Among the participants in this same battle was John Riley the leader of the Batallón San Patricio, a group of Irish immigrants forced into service by the U.S. Government during the Mexican-American War. Being Catholics, they were treated terribly by their Protestant superiors. They got fed up and decided to desert and join their fellow Catholics on the Mexican side. By all accounts, they fought valiantly throughout the war, but during the battle for Mexico City the Batallón San Patricio’s positions were overrun. As Chapultepec Castle fell, every last one of John Riley’s men was hung in front of him. The US commander waited to execute the Irishmen until the moment that the Mexican flag that the kids were shot for defending was lowered so that they could watch as they died. It has been reported that the U.S. generals didn’t kill John Riley along with his troops. They supposedly branded both of his cheeks with D’s for desertion, lashed him for a full day in front of his dangling men, and then handed him back to Mexico.*

 

Storming of Chapultepec – Quitman's atta...

Storming of Chapultepec – Quitman’s attack (September 13, 1847) in the Mexican-American War. Hand-colored lithograph; original size of painted area: 42×27.5 cm. (Photo credit: Wikipedia)

 

Remember, only 14 years later many of the same American officers involved at Chapultepec, who so mercilessly executed the Irish Catholic deserters and the Mexican adolescents, themselves rebelled against the United States. And, following a war that saw the greatest percentage of the American population killed in any war in the nation’s history, not one of these men were executed for treason or spent significant time in prison. Many are now listed as among our nations greatest heroes.

Activity: Reproduce the whole passage about the Batallón San Patricio at Chapultepec without any changes.

Study material:
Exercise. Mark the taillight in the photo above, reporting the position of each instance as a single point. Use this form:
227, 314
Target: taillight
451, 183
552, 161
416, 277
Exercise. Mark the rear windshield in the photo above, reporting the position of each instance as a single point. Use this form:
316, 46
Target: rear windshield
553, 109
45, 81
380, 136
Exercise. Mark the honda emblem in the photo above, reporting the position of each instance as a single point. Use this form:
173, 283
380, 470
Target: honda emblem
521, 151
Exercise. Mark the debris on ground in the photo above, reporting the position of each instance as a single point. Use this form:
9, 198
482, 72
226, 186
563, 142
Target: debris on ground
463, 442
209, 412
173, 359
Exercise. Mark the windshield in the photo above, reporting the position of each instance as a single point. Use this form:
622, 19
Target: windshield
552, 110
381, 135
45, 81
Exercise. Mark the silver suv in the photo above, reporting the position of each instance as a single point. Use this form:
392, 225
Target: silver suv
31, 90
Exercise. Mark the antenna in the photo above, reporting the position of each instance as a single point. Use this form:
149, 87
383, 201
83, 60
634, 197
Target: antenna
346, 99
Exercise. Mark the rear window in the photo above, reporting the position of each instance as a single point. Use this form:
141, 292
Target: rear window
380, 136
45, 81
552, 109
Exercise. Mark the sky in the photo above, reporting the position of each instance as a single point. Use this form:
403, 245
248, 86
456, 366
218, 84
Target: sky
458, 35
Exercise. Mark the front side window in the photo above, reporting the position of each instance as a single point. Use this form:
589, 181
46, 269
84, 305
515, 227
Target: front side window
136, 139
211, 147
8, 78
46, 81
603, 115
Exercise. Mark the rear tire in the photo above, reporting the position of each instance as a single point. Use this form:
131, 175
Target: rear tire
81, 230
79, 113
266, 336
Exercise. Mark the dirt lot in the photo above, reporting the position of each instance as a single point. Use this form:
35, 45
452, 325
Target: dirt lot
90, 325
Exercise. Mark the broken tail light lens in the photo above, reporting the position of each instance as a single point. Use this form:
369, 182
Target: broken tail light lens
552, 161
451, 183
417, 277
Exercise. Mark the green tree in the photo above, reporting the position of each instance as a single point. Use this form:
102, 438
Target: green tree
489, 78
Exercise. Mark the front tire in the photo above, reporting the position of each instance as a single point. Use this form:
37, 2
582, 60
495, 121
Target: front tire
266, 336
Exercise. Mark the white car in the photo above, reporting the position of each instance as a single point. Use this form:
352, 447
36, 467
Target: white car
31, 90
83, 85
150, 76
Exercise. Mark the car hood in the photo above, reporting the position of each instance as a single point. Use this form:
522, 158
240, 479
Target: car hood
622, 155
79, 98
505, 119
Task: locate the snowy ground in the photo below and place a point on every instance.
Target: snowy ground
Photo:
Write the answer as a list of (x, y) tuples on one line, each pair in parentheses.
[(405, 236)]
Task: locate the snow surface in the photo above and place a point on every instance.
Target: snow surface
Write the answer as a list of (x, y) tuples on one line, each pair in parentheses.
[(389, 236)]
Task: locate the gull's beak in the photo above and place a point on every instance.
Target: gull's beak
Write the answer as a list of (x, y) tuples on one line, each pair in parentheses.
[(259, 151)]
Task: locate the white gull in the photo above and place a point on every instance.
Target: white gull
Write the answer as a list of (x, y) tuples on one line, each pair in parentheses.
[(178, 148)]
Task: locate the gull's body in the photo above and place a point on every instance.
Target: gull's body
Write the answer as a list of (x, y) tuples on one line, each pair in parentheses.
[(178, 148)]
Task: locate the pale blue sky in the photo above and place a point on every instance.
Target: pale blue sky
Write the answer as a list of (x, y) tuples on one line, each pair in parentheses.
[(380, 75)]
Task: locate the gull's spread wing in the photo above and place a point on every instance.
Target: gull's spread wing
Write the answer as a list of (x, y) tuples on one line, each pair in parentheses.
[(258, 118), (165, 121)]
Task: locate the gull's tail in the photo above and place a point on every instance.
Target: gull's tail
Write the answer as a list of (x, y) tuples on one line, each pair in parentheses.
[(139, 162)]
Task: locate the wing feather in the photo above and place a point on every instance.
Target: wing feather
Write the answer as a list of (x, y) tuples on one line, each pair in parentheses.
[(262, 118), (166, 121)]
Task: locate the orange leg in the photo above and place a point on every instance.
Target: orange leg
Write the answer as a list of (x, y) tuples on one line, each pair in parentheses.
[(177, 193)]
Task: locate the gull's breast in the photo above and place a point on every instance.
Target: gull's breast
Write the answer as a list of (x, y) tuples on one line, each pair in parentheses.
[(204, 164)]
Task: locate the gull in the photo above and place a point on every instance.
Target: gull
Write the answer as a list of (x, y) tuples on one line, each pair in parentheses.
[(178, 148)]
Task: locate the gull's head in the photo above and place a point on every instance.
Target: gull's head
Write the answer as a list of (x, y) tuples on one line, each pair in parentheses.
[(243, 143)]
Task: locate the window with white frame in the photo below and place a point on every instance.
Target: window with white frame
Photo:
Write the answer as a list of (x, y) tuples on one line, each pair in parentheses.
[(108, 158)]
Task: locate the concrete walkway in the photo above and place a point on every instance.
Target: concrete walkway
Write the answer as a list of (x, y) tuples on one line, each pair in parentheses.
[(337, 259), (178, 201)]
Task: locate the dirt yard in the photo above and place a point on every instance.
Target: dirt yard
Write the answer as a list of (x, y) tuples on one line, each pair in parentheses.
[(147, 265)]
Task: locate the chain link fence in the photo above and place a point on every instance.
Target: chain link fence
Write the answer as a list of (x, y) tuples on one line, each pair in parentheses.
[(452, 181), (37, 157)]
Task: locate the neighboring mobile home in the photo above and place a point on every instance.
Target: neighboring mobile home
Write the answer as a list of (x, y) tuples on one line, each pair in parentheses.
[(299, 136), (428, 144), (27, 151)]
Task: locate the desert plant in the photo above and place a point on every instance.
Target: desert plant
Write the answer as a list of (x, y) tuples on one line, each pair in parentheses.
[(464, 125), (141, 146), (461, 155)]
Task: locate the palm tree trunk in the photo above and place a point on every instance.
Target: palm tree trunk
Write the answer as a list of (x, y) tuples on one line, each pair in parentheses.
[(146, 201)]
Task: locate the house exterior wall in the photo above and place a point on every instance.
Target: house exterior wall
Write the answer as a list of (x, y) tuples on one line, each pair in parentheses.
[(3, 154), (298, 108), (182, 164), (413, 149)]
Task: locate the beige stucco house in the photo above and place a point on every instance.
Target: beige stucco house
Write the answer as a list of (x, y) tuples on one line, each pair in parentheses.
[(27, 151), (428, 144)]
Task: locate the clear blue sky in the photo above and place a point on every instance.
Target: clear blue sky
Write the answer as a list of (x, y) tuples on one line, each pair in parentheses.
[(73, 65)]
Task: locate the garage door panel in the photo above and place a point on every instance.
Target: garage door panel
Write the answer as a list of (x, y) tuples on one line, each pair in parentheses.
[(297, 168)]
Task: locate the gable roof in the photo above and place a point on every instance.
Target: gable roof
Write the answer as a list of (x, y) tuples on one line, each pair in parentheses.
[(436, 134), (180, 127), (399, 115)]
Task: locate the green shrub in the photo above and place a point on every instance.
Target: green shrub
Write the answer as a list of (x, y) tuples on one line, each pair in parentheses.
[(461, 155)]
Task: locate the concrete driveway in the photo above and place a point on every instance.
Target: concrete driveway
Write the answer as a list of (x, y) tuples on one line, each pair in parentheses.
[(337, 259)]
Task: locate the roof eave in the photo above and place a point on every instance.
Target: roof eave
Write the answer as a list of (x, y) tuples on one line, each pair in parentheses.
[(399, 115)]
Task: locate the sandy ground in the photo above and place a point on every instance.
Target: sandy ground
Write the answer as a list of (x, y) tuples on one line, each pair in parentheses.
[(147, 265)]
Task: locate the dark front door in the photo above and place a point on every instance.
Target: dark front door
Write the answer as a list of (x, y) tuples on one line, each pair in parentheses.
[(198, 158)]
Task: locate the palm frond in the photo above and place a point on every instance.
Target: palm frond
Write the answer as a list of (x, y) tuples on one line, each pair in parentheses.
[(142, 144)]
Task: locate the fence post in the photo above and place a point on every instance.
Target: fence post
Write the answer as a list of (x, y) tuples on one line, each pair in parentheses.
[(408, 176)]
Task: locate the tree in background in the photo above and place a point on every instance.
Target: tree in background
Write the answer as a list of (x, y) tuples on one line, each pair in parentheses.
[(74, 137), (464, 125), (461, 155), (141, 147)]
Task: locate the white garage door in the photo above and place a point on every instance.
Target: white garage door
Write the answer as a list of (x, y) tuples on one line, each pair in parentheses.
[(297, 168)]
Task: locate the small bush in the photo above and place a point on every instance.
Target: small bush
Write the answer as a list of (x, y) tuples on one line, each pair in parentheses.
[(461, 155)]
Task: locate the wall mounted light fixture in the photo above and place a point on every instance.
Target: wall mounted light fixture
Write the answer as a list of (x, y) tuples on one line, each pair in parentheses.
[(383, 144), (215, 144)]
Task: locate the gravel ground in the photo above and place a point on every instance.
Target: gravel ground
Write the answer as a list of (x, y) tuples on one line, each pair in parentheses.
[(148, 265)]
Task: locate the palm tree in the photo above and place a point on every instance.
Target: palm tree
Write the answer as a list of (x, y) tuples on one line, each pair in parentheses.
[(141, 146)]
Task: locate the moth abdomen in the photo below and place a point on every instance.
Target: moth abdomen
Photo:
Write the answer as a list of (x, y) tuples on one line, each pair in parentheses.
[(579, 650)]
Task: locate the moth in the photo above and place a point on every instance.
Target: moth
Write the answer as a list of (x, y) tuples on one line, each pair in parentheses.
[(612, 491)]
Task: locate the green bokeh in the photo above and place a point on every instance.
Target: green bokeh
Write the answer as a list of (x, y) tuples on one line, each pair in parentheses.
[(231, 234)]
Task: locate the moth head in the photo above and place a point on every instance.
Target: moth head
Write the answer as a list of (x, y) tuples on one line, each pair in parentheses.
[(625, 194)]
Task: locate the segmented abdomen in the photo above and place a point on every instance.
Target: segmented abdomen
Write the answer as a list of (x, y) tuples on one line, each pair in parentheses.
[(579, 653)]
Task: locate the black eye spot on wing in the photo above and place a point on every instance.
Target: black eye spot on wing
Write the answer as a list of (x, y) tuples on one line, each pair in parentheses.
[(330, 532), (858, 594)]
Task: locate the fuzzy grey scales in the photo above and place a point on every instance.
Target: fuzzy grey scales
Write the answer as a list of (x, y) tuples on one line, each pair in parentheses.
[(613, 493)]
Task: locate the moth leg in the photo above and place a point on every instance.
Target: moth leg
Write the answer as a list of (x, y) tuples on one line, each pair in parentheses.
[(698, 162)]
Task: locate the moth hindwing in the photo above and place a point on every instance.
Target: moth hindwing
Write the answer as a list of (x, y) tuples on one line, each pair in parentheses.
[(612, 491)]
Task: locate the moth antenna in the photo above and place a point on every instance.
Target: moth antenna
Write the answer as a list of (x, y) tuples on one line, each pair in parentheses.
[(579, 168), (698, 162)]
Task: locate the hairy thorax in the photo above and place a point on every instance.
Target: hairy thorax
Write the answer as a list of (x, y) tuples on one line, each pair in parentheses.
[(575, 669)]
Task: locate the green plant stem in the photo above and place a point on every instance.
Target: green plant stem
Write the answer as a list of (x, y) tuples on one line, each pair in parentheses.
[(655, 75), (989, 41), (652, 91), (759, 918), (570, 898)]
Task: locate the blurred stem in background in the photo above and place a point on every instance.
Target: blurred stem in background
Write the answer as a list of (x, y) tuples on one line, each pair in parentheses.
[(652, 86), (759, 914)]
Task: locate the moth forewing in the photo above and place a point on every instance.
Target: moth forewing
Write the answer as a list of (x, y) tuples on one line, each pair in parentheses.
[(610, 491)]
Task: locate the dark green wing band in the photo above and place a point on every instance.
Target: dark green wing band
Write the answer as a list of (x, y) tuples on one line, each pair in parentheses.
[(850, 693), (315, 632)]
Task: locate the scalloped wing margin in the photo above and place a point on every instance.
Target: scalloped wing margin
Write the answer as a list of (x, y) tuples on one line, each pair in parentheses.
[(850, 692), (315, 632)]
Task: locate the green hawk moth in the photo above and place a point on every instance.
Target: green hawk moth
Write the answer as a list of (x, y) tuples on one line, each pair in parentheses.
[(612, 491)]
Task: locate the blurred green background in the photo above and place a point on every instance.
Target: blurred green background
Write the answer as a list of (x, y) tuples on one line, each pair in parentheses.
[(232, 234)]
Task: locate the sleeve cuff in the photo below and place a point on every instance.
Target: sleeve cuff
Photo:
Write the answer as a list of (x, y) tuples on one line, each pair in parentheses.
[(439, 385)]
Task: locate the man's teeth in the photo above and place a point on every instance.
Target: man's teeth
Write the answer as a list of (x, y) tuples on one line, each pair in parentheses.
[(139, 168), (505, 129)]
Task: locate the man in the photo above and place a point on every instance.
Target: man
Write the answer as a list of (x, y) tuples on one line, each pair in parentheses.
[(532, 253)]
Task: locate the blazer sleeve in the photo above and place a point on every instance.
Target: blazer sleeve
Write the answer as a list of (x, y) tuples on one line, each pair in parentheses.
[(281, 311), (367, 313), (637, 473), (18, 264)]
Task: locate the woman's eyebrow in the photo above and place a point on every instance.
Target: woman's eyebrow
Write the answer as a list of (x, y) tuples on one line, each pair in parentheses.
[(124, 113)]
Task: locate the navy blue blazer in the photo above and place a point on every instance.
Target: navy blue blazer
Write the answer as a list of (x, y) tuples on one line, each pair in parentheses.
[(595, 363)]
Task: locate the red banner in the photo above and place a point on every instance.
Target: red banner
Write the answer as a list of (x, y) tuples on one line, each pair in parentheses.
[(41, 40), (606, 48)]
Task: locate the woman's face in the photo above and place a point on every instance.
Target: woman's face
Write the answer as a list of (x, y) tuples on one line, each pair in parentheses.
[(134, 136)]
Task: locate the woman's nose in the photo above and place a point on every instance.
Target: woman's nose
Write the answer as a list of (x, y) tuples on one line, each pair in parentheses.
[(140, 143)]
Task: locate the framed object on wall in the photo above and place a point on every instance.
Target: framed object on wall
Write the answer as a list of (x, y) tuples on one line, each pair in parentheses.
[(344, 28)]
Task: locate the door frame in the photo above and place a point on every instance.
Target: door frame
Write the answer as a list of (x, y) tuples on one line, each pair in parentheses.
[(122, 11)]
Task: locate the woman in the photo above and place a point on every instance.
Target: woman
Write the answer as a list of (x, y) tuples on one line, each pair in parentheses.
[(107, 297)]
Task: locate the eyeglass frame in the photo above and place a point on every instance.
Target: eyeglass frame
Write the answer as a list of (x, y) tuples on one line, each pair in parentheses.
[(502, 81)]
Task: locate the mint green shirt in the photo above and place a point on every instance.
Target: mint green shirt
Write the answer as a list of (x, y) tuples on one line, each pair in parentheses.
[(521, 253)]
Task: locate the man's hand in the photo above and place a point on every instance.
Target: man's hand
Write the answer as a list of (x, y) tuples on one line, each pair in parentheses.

Response below:
Among the participants in this same battle was John Riley the leader of the Batallón San Patricio, a group of Irish immigrants forced into service by the U.S. Government during the Mexican-American War. Being Catholics, they were treated terribly by their Protestant superiors. They got fed up and decided to desert and join their fellow Catholics on the Mexican side. By all accounts, they fought valiantly throughout the war, but during the battle for Mexico City the Batallón San Patricio’s positions were overrun. As Chapultepec Castle fell, every last one of John Riley’s men was hung in front of him. The US commander waited to execute the Irishmen until the moment that the Mexican flag that the kids were shot for defending was lowered so that they could watch as they died. It has been reported that the U.S. generals didn’t kill John Riley along with his troops. They supposedly branded both of his cheeks with D’s for desertion, lashed him for a full day in front of his dangling men, and then handed him back to Mexico.*

 

Storming of Chapultepec – Quitman's atta...

Storming of Chapultepec – Quitman’s attack (September 13, 1847) in the Mexican-American War. Hand-colored lithograph; original size of painted area: 42×27.5 cm. (Photo credit: Wikipedia)

 

Remember, only 14 years later many of the same American officers involved at Chapultepec, who so mercilessly executed the Irish Catholic deserters and the Mexican adolescents, themselves rebelled against the United States. And, following a war that saw the greatest percentage of the American population killed in any war in the nation’s history, not one of these men were executed for treason or spent significant time in prison. Many are now listed as among our nations greatest heroes.